══ Records provided ══

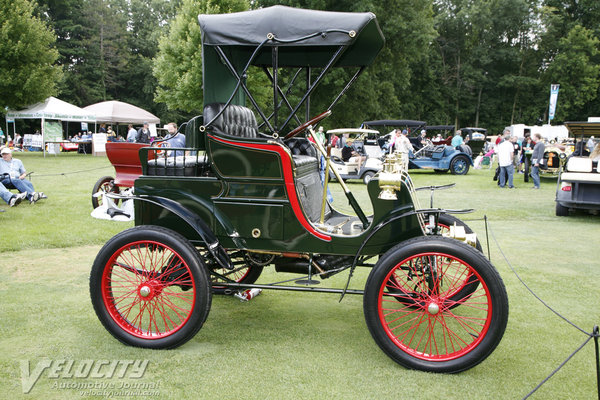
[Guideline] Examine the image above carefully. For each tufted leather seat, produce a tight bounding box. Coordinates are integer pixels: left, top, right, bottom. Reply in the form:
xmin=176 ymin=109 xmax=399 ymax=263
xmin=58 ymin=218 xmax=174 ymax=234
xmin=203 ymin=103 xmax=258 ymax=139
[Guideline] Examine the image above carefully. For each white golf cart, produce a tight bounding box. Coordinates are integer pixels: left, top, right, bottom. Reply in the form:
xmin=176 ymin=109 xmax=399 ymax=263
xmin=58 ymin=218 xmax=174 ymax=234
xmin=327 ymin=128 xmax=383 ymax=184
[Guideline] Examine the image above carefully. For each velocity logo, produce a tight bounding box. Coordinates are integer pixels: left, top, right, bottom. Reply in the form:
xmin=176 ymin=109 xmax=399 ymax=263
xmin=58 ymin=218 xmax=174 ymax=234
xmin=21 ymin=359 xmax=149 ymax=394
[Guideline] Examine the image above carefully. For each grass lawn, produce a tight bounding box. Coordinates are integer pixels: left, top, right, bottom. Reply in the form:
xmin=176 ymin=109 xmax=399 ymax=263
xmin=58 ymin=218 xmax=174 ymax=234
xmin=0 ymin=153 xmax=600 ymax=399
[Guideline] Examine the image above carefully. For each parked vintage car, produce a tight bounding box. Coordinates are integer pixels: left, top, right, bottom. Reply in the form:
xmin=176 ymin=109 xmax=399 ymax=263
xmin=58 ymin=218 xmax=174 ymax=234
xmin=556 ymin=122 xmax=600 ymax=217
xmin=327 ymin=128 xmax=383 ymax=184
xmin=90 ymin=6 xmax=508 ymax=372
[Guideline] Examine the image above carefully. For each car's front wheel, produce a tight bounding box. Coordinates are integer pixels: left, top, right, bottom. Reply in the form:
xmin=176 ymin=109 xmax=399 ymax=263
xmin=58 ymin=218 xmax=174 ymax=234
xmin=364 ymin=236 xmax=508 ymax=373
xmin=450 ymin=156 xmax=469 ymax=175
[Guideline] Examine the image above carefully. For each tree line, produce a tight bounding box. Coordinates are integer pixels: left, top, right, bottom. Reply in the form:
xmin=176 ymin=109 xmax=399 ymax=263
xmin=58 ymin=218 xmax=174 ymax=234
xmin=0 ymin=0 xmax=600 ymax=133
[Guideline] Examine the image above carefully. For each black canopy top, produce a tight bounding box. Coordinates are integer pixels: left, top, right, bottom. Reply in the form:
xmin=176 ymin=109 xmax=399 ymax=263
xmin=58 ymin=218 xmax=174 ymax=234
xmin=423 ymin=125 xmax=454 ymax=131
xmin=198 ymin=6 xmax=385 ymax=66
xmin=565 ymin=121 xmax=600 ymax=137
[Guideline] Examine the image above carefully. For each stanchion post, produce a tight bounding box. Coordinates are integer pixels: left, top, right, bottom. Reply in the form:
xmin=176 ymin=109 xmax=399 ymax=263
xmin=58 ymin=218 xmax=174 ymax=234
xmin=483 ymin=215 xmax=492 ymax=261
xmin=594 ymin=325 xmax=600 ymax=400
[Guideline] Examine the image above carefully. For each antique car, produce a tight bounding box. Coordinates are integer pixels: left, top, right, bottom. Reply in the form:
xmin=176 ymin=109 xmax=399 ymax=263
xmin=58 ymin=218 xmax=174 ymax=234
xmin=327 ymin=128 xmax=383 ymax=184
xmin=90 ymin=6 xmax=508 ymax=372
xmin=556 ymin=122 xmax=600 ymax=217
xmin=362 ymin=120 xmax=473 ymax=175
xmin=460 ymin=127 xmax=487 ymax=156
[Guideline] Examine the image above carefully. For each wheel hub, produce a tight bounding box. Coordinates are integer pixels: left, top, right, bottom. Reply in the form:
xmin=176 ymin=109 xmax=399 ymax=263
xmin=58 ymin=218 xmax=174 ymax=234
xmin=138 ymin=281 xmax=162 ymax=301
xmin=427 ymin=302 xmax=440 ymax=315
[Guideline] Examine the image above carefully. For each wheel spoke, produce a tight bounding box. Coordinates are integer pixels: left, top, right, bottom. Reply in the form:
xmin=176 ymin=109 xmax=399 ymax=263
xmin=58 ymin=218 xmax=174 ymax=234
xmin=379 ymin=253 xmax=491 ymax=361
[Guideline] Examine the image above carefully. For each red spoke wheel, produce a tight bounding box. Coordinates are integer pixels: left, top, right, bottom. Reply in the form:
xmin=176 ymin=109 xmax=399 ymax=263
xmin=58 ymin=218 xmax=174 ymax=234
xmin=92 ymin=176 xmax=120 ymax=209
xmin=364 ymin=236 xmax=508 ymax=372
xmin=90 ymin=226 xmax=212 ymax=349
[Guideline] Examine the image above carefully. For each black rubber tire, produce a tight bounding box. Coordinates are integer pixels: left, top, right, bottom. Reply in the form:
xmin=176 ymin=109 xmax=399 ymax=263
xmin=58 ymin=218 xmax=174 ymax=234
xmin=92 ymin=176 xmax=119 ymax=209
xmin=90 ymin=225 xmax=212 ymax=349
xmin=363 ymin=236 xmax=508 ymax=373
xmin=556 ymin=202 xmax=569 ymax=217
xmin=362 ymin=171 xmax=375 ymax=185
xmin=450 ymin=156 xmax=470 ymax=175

═══

Exercise objective »
Copy out, word for word, the lines of the data starting with the line that contains "[Guideline] Examine the image above carefully. For each red" and going on through the last line of the data.

Exercise result »
[Guideline] Examine the image above carefully. For each red spoke wheel, produce a tight bounding box. Coordinates are integer pixels: left, top, right, bottom. Reply in the form:
xmin=176 ymin=109 xmax=399 ymax=263
xmin=58 ymin=218 xmax=174 ymax=234
xmin=92 ymin=176 xmax=120 ymax=209
xmin=364 ymin=236 xmax=508 ymax=372
xmin=90 ymin=226 xmax=212 ymax=349
[Guideline] Examine the image above carefully. For each black rubber tire, produce a tight bounding box. Coordinates are integer pixels: left, top, right, bottom. Reply in the form:
xmin=176 ymin=109 xmax=399 ymax=263
xmin=58 ymin=218 xmax=174 ymax=234
xmin=92 ymin=176 xmax=119 ymax=209
xmin=90 ymin=225 xmax=212 ymax=349
xmin=363 ymin=236 xmax=508 ymax=373
xmin=556 ymin=202 xmax=569 ymax=217
xmin=362 ymin=171 xmax=375 ymax=185
xmin=450 ymin=156 xmax=470 ymax=175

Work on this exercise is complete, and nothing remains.